EXERCISE BRIEF>
Swap "Objective" for "Goal" everywhere it occurs in the lines below, and reproduce them with nothing else changed.

SUPPLIED DATA>
'''
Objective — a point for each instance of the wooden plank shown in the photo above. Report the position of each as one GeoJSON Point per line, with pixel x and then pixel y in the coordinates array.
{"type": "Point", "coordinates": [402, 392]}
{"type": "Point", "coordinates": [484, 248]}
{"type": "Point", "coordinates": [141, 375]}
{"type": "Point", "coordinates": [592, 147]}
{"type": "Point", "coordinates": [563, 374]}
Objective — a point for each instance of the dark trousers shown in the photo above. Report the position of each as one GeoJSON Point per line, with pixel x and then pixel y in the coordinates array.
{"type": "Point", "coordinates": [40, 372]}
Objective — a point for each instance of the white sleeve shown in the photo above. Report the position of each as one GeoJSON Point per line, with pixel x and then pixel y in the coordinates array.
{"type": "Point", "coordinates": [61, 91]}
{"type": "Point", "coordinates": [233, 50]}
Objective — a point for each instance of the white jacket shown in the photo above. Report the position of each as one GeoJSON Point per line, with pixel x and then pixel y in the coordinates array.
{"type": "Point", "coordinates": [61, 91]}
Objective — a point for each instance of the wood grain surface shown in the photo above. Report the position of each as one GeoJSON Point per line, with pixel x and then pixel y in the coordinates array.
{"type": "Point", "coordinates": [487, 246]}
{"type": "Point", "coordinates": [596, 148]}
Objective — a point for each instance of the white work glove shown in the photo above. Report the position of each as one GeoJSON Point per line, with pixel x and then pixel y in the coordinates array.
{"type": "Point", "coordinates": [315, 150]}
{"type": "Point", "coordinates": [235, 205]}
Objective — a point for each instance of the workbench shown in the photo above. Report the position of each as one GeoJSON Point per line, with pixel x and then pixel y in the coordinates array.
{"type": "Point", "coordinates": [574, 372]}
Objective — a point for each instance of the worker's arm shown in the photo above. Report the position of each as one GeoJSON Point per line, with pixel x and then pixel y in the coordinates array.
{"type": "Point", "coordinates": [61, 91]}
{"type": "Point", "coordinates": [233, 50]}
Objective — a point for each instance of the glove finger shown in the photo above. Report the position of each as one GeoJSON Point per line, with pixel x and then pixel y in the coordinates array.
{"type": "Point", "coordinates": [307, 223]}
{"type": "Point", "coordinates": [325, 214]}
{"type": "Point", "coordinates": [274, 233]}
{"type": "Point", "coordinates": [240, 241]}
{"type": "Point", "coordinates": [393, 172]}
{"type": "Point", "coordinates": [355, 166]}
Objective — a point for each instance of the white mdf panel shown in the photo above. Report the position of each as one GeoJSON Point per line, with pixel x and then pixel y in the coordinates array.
'''
CORRECT OUTPUT>
Goal — a point for each instance of the wooden plank shown in the photo above. Report the position of each as one GeoJSON Point per line, with pixel x and then pixel y in the coordinates array.
{"type": "Point", "coordinates": [402, 392]}
{"type": "Point", "coordinates": [484, 248]}
{"type": "Point", "coordinates": [141, 375]}
{"type": "Point", "coordinates": [592, 147]}
{"type": "Point", "coordinates": [563, 374]}
Goal — a point for each instance of the dark trousers shown in the photo above. Report the position of each as one GeoJSON Point per line, with pixel x and then pixel y in the coordinates array.
{"type": "Point", "coordinates": [40, 372]}
Goal — a point for each instance of the white sleeve shown in the photo above. Report the position of each as one GeoJSON Point per line, with pixel x and then pixel y in the coordinates array.
{"type": "Point", "coordinates": [61, 91]}
{"type": "Point", "coordinates": [233, 50]}
Goal — a point for each instance of the white jacket shown in the photo above. Report the position of each as one GeoJSON Point per line, with pixel x and then pixel y in the coordinates array.
{"type": "Point", "coordinates": [61, 91]}
Goal — a point for each instance of the wood grain surface shown in the photo above. Report the position of each as one GeoJSON Point per line, with pixel x and then pixel y in the coordinates array.
{"type": "Point", "coordinates": [487, 246]}
{"type": "Point", "coordinates": [596, 148]}
Goal — a point for each instance of the white work glove shown in the photo above. Report the position of each as one GeoJSON Point per line, with pixel x and then pixel y in the coordinates array.
{"type": "Point", "coordinates": [315, 150]}
{"type": "Point", "coordinates": [235, 205]}
Goal — a point for each instance of the workbench shown in the photo above. Report the position of each as one GeoJSON Point per line, with pixel x and then pixel y in the coordinates array.
{"type": "Point", "coordinates": [574, 372]}
Goal — a point for each instance of the worker's arm shown in the photo above. Report the position of each as one GeoJSON Point per line, with pixel x and then pixel y in the coordinates array.
{"type": "Point", "coordinates": [61, 91]}
{"type": "Point", "coordinates": [233, 50]}
Goal — a point for each instance of the glove finger shown in the photo above. Report the position of each as one GeoJSON Point per line, with pixel x and then pixel y in the coordinates array.
{"type": "Point", "coordinates": [307, 223]}
{"type": "Point", "coordinates": [325, 214]}
{"type": "Point", "coordinates": [274, 233]}
{"type": "Point", "coordinates": [240, 241]}
{"type": "Point", "coordinates": [393, 172]}
{"type": "Point", "coordinates": [355, 166]}
Goal — a point for each instance of the white mdf panel shown in the photo above. Report the position of each as one GeoJSON Point per line, with pixel x and then pixel y in the coordinates array.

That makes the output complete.